__Work instructions__.
a) In the passage on measurement, how does the model of the measurement process justify deriving knowledge claims from instrument indications?
b) How would you render this sentence from the passage on measurement in Spanish: "So, the question arises of how measurement can yield justified knowledge claims."
c) Proceed with the passage on measurement and the model of the measurement process, picking up right after its final line.

__Excerpted passage__.
+===+
So, the question arises of how measurement can yield justified knowledge claims. Like Chang’s and van Fraassen’s, Tal’s answer to this question also involves a reference to theory. Tal’s account, however, is more specific on what is the theoretical background that is involved in the understanding and justification of measurement. In his view, measurement presupposes a hypothetical representation of the measurement process, that is, a model that represents the quantity under measurement and the measurement instrument in the ideal situation in which interfering factors are absent or controlled for.

Both of the above problems find an answer by reference to this model. By making assumptions on how the measurement process would be in isolation from all interfering factors, this model:

  1. a)

    provides an interpretation of the measurement process in terms that relate the instrument indications to the quantity of interest, thereby justifying how measurement can assign values for what is measured. In other words, this representation provides the inferential rule for deriving knowledge claims from instrument indications;

  2. b)
+===+
[Point localization data]

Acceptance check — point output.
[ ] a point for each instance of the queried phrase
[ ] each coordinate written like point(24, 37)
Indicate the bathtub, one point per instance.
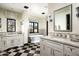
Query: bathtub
point(35, 38)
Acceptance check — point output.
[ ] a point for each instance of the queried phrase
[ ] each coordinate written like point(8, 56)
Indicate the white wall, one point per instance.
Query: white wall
point(4, 14)
point(75, 20)
point(42, 23)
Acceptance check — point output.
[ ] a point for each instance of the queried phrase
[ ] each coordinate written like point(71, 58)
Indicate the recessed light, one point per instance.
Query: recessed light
point(43, 13)
point(26, 7)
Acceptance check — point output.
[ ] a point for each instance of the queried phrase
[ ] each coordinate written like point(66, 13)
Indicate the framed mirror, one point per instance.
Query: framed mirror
point(63, 19)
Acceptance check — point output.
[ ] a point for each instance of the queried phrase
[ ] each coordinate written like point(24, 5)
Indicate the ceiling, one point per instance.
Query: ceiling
point(34, 8)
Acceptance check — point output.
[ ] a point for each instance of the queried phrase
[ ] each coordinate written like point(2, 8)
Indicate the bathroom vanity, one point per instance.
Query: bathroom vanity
point(56, 46)
point(8, 40)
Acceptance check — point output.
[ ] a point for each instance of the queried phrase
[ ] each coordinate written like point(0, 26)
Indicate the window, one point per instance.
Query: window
point(33, 27)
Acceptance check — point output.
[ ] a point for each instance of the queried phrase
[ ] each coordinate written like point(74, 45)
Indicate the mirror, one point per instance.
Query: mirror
point(62, 19)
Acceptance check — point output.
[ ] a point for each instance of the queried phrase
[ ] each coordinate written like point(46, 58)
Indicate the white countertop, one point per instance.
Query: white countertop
point(62, 40)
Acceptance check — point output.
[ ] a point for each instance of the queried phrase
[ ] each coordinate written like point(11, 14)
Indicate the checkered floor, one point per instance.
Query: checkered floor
point(29, 49)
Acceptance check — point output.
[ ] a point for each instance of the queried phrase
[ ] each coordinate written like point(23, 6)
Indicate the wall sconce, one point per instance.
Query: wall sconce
point(50, 19)
point(77, 11)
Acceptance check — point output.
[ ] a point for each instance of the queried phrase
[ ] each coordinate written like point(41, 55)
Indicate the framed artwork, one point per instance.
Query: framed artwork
point(11, 25)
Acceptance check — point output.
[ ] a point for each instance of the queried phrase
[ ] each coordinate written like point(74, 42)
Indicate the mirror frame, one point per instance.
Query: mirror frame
point(70, 20)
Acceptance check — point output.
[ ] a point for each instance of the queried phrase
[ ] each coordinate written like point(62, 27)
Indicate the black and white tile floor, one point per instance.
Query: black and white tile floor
point(28, 49)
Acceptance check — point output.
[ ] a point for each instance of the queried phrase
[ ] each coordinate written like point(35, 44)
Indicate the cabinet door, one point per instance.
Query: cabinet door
point(48, 50)
point(57, 53)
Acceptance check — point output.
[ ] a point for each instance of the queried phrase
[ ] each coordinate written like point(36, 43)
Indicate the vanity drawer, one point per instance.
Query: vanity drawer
point(54, 45)
point(71, 50)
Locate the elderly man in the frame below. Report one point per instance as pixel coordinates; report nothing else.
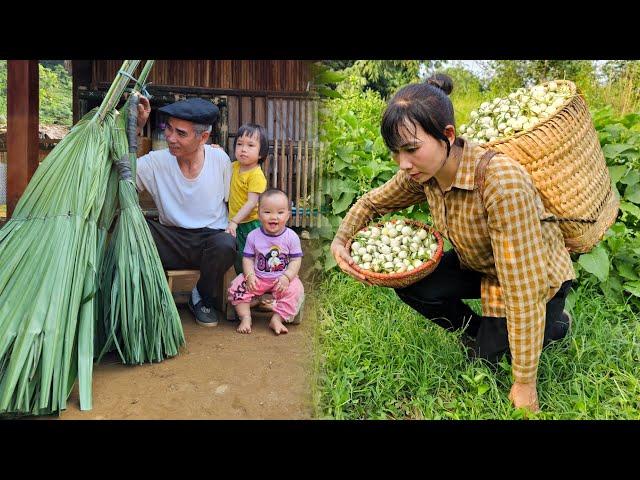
(189, 182)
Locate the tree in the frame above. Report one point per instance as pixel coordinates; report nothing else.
(55, 94)
(511, 74)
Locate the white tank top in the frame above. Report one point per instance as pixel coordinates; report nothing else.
(189, 203)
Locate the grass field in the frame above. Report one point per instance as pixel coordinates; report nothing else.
(378, 359)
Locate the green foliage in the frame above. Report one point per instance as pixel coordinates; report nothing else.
(509, 75)
(55, 95)
(387, 76)
(614, 265)
(382, 360)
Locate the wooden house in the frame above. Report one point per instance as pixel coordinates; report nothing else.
(274, 93)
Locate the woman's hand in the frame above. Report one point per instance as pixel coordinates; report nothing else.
(524, 395)
(345, 261)
(231, 228)
(144, 109)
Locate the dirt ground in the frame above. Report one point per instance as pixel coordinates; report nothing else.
(220, 374)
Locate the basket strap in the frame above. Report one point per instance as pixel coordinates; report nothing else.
(481, 170)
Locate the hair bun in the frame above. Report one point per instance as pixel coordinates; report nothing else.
(442, 81)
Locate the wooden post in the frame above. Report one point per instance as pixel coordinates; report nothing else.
(22, 127)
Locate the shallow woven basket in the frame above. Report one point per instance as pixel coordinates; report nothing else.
(400, 280)
(563, 155)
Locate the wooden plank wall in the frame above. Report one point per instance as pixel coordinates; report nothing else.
(257, 75)
(292, 164)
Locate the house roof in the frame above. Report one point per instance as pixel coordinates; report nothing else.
(49, 134)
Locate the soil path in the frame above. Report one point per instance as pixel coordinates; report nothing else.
(220, 374)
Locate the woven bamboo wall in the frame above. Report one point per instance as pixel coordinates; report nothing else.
(257, 75)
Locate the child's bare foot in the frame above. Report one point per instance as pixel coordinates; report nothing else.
(245, 325)
(276, 325)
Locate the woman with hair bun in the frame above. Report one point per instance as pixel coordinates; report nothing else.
(505, 251)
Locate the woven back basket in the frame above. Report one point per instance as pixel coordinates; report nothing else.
(564, 158)
(404, 279)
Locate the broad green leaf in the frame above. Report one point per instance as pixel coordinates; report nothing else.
(345, 153)
(630, 119)
(482, 389)
(596, 263)
(343, 203)
(339, 164)
(633, 288)
(351, 119)
(328, 92)
(625, 270)
(630, 208)
(329, 76)
(330, 262)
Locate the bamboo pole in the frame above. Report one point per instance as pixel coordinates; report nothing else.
(305, 180)
(283, 150)
(298, 161)
(290, 172)
(275, 140)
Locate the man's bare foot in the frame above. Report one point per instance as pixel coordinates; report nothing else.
(245, 325)
(276, 325)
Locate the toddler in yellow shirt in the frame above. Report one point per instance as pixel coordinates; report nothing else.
(247, 183)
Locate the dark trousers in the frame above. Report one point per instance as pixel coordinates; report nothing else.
(210, 251)
(439, 298)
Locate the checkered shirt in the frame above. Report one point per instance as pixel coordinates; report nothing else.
(523, 260)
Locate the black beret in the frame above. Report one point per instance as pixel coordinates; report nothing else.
(197, 110)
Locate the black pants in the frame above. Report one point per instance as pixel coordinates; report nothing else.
(211, 251)
(439, 298)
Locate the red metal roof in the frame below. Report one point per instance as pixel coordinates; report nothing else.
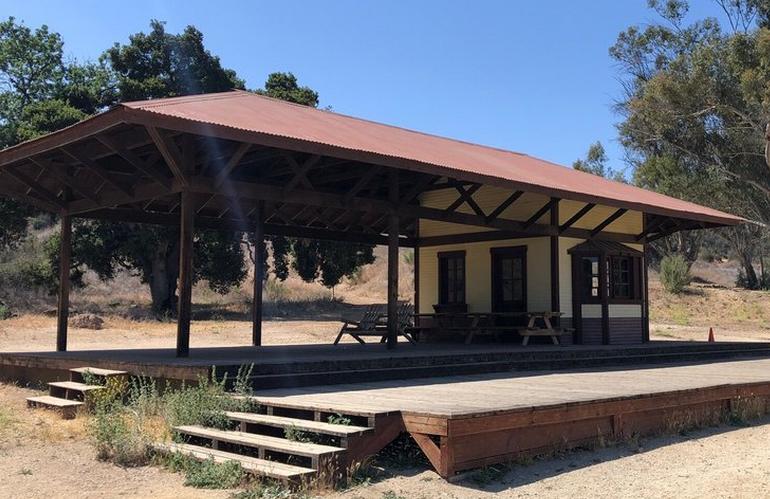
+===+
__Results in order__.
a) The model makes assumptions about how the measurement process would run if isolated from all interfering factors. On that basis, it interprets the process in terms that relate the instrument indications to the quantity of interest. This supplies the inferential rule for deriving knowledge claims from those indications.

b) Así pues, surge la pregunta de cómo la medición puede producir afirmaciones de conocimiento justificadas.

c)
    provides the theoretical basis to detect interfering factors and possibly control for their effects. According to model-based accounts, measurement errors are evaluated by the distance between a given outcome and the value that would be expected in the absence of interfering factors, and hence are revealed as the discrepancies between the actual outcomes and the model predictions (Tal, 2019, p. 871; Tal, 2017; Basso, 2017). On this view, therefore, the accuracy of measurement has to do with the fit between the ideal situation and the actual process, and depends on the process as well as on how it is represented: errors are defined as the distance between what is observed and what would be expected in the ideal situation described by the model of how the measurement works (Tal, 2017). This notion of accuracy can account for the evaluation of uncertainty and the correction of systematic errors in metrology (JCGM, 2012).

In the absence of independent epistemic access to the quantity under measurement, scientists have developed strategies to detect, distribute and correct errors by comparing outcomes to each other. The comparison of different measurements of the same quantity is central to measurement assessment practice, and it is common across the natural and the social sciences (Staley, 2020; Basso, 2017). The consistency of outcomes across different measurements of the same quantity is meant to ensure that the outcomes can be ascribed to what is measured, rather than to some artefact of the measuring instrument, the environment or the model. Tal (2019) emphasizes that this comparison is meaningful only if the measurements are modelled in terms of the same quantity of interest. Conditional on this judgment, agreement can be taken as a sign of accuracy, and discrepancies can be interpreted as pointing to undetected errors: by comparing measurement outcomes in the light of their respective models, scientists can detect errors due to different interfering factors. This involves both manipulating the model and intervening in the process: improving the accuracy of measurement might require altering the process, but might also be done without physical interventions, by adjusting or modifying the representation (Tal, 2019). Measurements are deemed accurate if their outcomes agree within their respective uncertainty intervals (Tal, 2011; Basso, 2017).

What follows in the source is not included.